▸ Brief: In the listing that follows, the lines starting at the one containing "Target: man in red vest" and ending at the one containing "Target: metal railing" are to be returned exactly, both boundary lines included, and no others.

[Start of section]

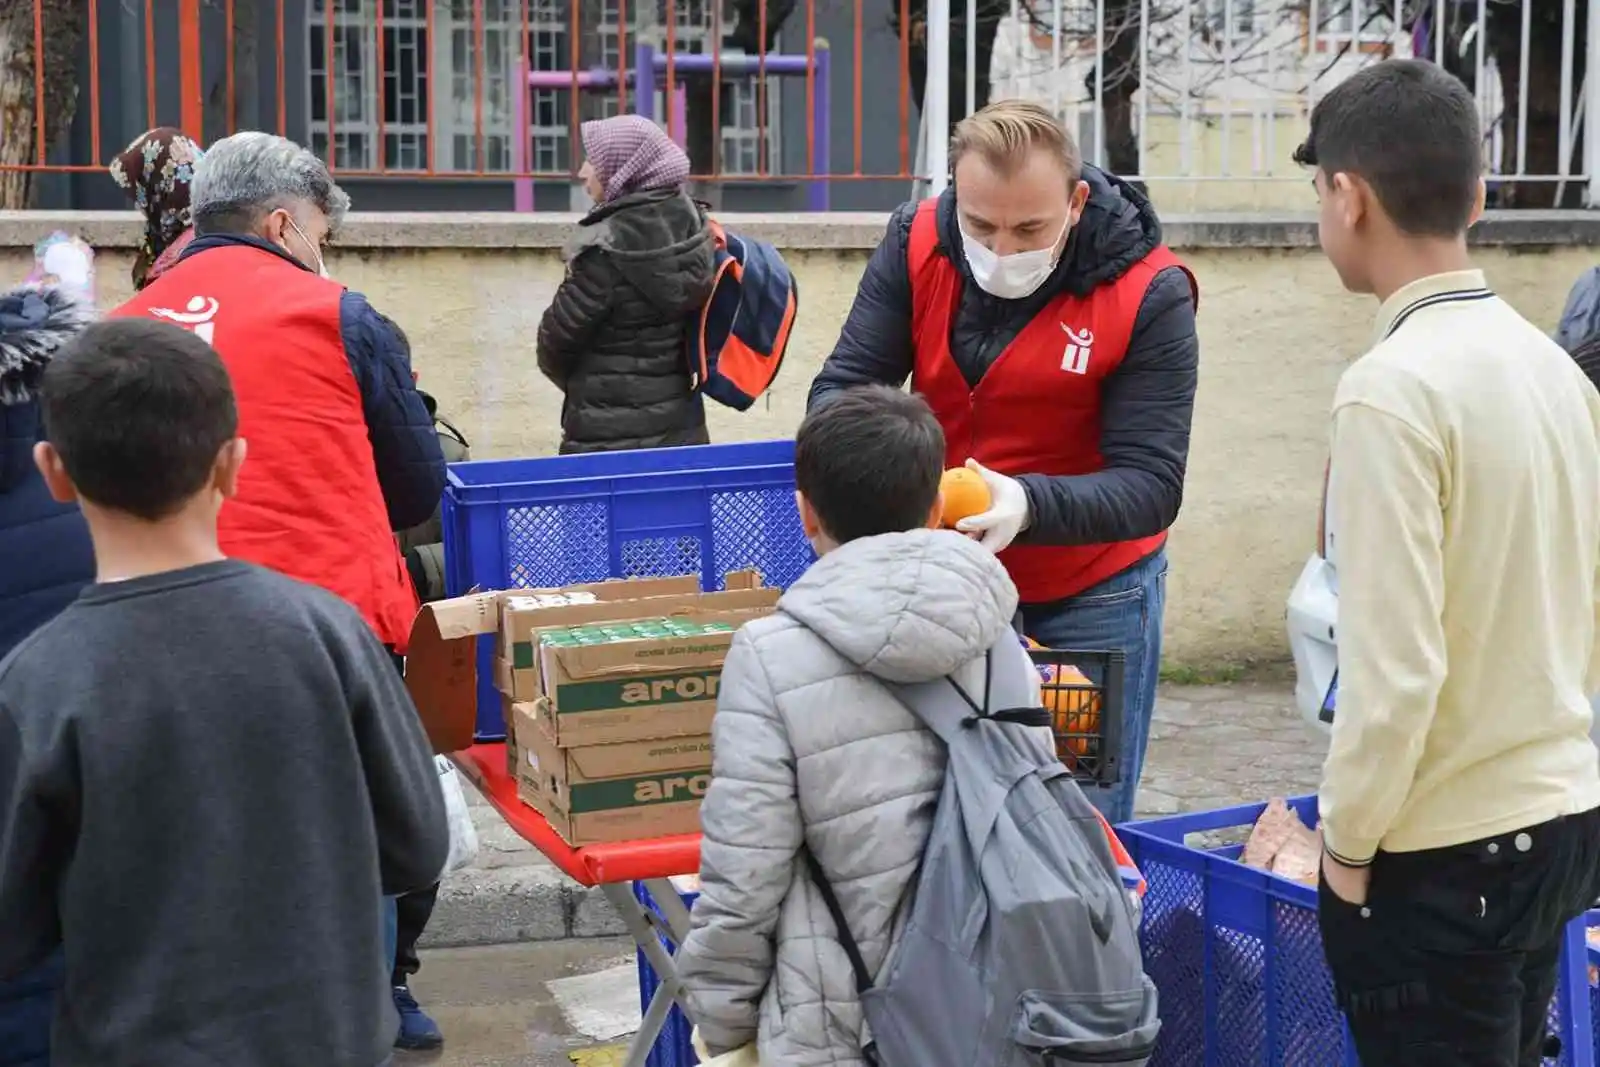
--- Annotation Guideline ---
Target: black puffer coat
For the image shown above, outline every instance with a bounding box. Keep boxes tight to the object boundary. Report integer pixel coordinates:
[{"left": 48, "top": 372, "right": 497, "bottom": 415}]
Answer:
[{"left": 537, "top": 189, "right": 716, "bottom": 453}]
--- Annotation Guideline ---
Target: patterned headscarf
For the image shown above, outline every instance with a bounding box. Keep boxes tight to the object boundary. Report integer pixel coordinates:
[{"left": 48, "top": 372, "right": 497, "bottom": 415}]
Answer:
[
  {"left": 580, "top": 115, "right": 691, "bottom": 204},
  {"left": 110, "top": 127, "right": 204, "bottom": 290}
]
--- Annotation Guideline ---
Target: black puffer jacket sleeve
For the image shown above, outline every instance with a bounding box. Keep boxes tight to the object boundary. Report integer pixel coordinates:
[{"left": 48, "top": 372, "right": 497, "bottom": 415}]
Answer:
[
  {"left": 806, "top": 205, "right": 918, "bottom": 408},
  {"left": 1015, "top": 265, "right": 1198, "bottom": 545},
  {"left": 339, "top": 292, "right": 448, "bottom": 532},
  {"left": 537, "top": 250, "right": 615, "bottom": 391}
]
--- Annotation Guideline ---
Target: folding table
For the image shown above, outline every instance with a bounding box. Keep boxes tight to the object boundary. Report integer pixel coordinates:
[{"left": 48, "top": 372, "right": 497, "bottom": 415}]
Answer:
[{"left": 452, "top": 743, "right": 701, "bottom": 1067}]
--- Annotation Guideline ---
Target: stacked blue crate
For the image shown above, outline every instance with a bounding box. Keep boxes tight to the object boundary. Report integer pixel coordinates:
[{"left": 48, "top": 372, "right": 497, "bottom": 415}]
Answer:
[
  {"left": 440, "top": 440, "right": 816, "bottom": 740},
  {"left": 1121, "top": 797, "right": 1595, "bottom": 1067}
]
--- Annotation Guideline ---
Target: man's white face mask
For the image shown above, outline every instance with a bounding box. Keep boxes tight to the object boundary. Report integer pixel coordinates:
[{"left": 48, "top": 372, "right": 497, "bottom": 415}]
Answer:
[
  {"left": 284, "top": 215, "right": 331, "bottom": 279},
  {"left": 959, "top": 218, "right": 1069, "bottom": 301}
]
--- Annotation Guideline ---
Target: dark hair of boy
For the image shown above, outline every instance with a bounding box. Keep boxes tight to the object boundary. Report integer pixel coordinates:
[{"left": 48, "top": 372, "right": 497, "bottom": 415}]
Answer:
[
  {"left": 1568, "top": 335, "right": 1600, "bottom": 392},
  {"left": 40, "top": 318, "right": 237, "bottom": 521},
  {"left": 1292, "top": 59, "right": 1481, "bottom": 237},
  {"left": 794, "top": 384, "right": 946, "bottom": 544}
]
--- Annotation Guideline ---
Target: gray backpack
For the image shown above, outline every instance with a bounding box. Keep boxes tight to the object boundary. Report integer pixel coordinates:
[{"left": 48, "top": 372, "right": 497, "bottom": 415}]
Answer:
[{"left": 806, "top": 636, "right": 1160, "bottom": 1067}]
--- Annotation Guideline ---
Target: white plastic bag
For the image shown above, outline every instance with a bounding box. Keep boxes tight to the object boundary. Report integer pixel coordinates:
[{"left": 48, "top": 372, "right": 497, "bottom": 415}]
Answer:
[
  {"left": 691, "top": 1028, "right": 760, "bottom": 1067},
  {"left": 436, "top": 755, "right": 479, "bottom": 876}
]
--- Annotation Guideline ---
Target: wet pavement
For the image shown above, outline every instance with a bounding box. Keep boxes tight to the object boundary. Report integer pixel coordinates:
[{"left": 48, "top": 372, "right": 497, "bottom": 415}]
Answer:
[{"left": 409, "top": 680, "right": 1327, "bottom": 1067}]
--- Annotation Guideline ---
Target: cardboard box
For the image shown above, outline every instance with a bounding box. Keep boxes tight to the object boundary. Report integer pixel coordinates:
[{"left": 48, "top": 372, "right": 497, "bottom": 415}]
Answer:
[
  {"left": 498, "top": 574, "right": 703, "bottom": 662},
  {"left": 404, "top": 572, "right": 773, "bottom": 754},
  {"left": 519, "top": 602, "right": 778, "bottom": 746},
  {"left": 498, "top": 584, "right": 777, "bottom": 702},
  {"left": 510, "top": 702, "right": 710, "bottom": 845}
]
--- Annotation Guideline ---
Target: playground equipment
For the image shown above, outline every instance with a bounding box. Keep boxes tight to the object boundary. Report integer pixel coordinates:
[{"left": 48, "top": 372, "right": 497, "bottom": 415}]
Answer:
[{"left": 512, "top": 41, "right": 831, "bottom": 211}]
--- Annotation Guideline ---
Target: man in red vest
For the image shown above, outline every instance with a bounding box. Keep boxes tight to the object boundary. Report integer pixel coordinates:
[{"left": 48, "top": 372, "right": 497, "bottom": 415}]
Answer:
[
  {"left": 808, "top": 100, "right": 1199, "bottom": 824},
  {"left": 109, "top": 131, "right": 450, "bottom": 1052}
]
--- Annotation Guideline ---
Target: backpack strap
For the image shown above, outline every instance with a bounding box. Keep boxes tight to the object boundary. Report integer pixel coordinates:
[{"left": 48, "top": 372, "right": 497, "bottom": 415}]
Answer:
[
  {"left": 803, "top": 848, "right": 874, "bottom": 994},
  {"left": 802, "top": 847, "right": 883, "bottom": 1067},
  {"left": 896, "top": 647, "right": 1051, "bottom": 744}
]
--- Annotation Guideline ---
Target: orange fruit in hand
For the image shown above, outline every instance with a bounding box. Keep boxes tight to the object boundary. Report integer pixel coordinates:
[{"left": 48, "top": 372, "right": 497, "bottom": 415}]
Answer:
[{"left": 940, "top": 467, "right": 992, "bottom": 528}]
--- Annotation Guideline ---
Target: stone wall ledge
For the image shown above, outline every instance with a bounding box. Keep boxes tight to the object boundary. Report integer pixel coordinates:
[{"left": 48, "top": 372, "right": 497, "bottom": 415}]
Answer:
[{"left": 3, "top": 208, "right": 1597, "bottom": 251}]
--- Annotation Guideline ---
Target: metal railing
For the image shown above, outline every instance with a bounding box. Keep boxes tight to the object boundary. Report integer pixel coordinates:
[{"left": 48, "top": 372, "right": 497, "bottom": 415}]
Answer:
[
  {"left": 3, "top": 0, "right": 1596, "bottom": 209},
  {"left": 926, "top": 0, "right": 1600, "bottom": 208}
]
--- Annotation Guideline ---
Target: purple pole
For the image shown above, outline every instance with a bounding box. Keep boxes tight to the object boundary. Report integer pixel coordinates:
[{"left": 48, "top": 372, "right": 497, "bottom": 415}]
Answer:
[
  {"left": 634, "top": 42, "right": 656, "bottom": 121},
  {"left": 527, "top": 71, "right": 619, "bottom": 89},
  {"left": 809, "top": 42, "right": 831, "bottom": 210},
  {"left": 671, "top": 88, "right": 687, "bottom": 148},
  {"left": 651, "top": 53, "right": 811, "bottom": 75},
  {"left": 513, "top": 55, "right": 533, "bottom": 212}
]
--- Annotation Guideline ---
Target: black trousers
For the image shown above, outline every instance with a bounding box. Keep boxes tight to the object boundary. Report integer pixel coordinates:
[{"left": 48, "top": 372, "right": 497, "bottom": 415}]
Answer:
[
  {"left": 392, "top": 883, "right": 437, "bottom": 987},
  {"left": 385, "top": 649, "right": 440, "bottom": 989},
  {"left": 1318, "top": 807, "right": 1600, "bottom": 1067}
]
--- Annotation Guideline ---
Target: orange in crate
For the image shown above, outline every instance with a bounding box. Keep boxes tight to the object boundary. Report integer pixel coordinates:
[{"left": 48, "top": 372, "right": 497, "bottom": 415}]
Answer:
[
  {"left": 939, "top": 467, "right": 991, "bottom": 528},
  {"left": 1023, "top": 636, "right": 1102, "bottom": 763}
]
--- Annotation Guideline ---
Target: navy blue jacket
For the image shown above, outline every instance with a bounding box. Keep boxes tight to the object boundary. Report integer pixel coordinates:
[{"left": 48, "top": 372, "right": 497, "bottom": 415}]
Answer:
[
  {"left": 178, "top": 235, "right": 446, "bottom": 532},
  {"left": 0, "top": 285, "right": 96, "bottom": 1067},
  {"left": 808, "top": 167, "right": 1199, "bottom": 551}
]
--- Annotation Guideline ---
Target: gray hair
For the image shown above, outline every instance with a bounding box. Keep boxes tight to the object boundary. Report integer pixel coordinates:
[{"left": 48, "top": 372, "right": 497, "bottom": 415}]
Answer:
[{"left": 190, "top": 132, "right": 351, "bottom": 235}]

[End of section]

▸ Task result:
Target: man in red vest
For the image shown above, outline every instance with a bounding box. Keep boxes tight to the object boundary. Report integer pixel coordinates:
[{"left": 48, "top": 372, "right": 497, "bottom": 415}]
Answer:
[
  {"left": 808, "top": 100, "right": 1199, "bottom": 824},
  {"left": 109, "top": 131, "right": 450, "bottom": 1052}
]
--- Annotation Guideline ---
Target: backpack strap
For the image shown above, outline every instance with a bounding box. Keep boxes tight to the object boundary. Report integer pixel coordinates:
[{"left": 48, "top": 372, "right": 497, "bottom": 415}]
Answer:
[
  {"left": 803, "top": 848, "right": 874, "bottom": 994},
  {"left": 802, "top": 847, "right": 883, "bottom": 1067},
  {"left": 896, "top": 647, "right": 1051, "bottom": 744}
]
--- Annotation Guideline ---
Target: orange fruit in hand
For the image shown above, outline every instance with a bounding box. Keep boxes tight to the object boundary. Report integer pixel coordinates:
[{"left": 48, "top": 372, "right": 497, "bottom": 415}]
Answer:
[{"left": 940, "top": 467, "right": 992, "bottom": 528}]
--- Annotation Guideline ---
Target: stone wall ledge
For the image shown above, outline every instance with a bounding box. Keep boxes tight to the object boundary. Report integer pixel coordinates:
[{"left": 48, "top": 372, "right": 497, "bottom": 415}]
Answer:
[{"left": 3, "top": 208, "right": 1597, "bottom": 251}]
--- Annotation Guideline ---
Target: metal railing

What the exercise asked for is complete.